ACTIONS TO TAKE.
1. In the contract excerpt, where is a dispute referred if the Parties cannot reach an agreement?
2. Rename "Contract" to "Agreement" in the contract excerpt, starting at "7. Settlement of" and ending at "New Year’s night).", and give that passage.

6.4. If Advertising was not released in Network Program Blocks or Regional Broadcast Windows due to the onset of above circumstances Principal by agreement with Agent shall place unreleased Advertising at similar time in similar programs, and if such placement is impossible shall refund to Clients amounts prepaid for Regional Advertising unreleased in Network Program Blocks or Regional Broadcast Windows.
7. Settlement of disputes
7.1. Any differences or disputes as might arise out of this Contract or in connection with it shall be possibly settled through negotiations between the Parties.
7.2. If the Parties fail to reach an agreement the dispute shall be referred to the Moscow Arbitration Court.
8. Term of Contract
8.1. This Contract comes into force as of signing and is in effect to 06.00 a.m. (Moscow time) of 01 January 2016 inclusive (including all TV programs of New Year’s night).
8.2. Unless otherwise provided herein this Contract may be terminated early in the following cases:
8.2.1. By mutual agreement of the Parties expressed in writing, sealed and signed by the Parties.

MATERIAL.
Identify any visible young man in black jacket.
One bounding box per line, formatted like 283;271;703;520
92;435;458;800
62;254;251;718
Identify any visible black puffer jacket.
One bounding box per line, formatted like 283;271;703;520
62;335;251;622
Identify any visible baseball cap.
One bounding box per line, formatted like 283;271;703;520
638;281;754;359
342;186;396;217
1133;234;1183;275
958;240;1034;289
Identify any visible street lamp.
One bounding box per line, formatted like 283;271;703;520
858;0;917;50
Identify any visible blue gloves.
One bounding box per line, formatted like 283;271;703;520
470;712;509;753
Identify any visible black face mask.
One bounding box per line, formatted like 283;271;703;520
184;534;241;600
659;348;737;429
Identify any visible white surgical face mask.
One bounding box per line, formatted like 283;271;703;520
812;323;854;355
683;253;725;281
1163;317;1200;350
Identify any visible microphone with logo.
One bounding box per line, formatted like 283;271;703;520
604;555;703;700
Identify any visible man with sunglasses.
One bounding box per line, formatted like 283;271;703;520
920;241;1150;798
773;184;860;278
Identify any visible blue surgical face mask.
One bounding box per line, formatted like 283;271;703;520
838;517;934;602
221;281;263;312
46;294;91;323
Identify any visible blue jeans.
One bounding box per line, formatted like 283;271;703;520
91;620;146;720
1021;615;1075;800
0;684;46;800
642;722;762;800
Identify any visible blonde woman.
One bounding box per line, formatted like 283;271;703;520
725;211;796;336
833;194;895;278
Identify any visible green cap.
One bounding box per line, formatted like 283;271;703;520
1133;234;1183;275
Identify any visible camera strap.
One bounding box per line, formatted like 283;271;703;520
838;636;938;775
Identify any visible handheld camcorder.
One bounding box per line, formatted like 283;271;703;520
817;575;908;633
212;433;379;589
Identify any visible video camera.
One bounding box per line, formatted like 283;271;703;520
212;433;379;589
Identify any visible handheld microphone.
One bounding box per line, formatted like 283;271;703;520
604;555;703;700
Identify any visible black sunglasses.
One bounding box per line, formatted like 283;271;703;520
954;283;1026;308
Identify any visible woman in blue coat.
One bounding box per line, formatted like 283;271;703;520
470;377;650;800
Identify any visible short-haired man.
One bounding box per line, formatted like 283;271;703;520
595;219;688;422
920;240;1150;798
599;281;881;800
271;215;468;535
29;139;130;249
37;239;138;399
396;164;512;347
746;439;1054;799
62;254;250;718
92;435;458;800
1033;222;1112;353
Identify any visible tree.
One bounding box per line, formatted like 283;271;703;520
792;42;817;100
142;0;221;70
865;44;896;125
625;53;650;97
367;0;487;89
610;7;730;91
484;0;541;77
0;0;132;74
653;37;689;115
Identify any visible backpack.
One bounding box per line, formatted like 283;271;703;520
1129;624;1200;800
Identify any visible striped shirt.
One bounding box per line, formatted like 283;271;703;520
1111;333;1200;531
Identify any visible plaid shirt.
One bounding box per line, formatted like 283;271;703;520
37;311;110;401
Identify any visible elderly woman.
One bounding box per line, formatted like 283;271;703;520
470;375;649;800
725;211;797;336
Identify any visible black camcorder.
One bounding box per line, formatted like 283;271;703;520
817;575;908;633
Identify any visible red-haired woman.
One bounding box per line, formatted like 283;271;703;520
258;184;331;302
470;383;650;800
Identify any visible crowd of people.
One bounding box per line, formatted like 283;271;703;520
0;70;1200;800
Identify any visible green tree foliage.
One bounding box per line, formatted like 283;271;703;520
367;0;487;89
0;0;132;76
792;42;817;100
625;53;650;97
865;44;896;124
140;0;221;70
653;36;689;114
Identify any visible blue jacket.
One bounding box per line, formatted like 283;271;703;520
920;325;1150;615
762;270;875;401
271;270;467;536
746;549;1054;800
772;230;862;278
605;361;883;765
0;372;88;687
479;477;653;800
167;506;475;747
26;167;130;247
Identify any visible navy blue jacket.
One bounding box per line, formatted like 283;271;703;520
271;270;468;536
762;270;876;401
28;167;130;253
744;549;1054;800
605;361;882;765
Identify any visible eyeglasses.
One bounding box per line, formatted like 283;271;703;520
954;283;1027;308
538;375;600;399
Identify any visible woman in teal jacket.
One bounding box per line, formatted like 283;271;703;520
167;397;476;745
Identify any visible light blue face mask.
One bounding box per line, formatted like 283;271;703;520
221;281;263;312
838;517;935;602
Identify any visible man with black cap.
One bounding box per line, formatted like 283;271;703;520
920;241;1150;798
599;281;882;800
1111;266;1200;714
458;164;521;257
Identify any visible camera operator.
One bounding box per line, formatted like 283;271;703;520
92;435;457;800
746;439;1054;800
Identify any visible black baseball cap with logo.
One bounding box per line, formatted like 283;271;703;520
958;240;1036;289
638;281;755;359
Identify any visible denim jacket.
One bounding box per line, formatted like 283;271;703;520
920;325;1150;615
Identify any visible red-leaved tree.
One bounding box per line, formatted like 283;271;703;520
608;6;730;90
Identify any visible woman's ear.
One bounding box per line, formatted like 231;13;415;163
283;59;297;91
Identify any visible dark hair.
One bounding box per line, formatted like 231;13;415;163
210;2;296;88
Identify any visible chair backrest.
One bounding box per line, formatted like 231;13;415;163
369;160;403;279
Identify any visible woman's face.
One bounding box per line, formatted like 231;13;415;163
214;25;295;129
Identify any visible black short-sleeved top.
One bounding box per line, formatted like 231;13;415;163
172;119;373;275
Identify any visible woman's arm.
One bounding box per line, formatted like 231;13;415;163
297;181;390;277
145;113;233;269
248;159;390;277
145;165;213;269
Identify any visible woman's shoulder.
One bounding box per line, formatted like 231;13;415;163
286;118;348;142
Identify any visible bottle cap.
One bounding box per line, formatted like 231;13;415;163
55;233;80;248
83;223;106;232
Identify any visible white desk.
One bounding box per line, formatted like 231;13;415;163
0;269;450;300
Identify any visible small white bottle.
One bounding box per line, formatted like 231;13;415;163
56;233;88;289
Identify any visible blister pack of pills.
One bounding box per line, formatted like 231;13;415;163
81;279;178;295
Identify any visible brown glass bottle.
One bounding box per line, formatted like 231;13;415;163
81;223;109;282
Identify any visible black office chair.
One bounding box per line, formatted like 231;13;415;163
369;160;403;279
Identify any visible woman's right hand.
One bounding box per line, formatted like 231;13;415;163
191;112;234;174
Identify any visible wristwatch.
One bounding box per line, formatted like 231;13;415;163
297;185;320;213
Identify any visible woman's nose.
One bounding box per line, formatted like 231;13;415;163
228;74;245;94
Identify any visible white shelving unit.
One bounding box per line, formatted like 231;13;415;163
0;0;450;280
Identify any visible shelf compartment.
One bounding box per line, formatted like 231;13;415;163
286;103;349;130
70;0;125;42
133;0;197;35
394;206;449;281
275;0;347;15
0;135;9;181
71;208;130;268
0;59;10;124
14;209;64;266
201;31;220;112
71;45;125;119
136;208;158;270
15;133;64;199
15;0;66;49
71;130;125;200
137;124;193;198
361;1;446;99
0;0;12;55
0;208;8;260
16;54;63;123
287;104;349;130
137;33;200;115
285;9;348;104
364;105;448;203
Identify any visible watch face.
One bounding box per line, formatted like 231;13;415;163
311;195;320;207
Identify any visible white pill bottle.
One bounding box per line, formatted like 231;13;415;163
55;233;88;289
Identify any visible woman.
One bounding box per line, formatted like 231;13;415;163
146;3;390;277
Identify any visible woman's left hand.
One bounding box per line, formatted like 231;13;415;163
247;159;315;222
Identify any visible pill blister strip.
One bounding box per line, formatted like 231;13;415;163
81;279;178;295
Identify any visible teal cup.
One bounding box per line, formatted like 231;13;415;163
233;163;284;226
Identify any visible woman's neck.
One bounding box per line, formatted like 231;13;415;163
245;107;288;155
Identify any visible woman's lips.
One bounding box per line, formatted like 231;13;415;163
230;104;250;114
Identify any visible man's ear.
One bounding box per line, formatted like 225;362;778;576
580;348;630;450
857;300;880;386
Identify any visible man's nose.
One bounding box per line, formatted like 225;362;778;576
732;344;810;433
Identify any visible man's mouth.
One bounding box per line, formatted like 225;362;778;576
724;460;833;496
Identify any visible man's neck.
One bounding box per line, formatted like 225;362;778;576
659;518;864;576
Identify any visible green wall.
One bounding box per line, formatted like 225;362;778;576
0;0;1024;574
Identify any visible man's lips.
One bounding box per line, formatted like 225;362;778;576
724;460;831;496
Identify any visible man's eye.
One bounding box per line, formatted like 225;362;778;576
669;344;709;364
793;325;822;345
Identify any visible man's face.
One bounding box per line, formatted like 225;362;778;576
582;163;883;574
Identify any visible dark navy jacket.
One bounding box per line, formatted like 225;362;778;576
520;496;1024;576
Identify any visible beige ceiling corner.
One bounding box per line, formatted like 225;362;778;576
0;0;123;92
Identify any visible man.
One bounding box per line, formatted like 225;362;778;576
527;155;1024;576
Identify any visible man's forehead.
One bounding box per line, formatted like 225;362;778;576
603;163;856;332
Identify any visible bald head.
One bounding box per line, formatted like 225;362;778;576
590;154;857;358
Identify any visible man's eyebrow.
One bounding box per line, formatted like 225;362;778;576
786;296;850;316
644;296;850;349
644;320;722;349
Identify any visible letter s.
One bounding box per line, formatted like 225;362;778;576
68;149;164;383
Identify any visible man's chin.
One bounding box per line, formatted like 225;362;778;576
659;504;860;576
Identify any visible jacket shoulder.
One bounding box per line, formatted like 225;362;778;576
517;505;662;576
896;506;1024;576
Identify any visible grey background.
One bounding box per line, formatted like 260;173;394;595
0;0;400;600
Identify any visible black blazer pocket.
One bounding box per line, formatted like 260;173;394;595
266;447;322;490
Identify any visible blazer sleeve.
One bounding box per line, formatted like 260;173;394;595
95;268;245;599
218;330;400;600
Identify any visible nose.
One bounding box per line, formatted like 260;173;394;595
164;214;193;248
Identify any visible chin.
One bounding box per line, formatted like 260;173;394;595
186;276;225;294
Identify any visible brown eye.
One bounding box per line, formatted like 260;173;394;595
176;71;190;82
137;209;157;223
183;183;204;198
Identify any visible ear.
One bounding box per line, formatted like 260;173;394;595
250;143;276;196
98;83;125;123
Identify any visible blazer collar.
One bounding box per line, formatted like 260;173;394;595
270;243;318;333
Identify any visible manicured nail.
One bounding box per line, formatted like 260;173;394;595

SOLUTIONS.
1. The Moscow Arbitration Court.

2.
7. Settlement of disputes
7.1. Any differences or disputes as might arise out of this Agreement or in connection with it shall be possibly settled through negotiations between the Parties.
7.2. If the Parties fail to reach an agreement the dispute shall be referred to the Moscow Arbitration Court.
8. Term of Agreement
8.1. This Agreement comes into force as of signing and is in effect to 06.00 a.m. (Moscow time) of 01 January 2016 inclusive (including all TV programs of New Year’s night).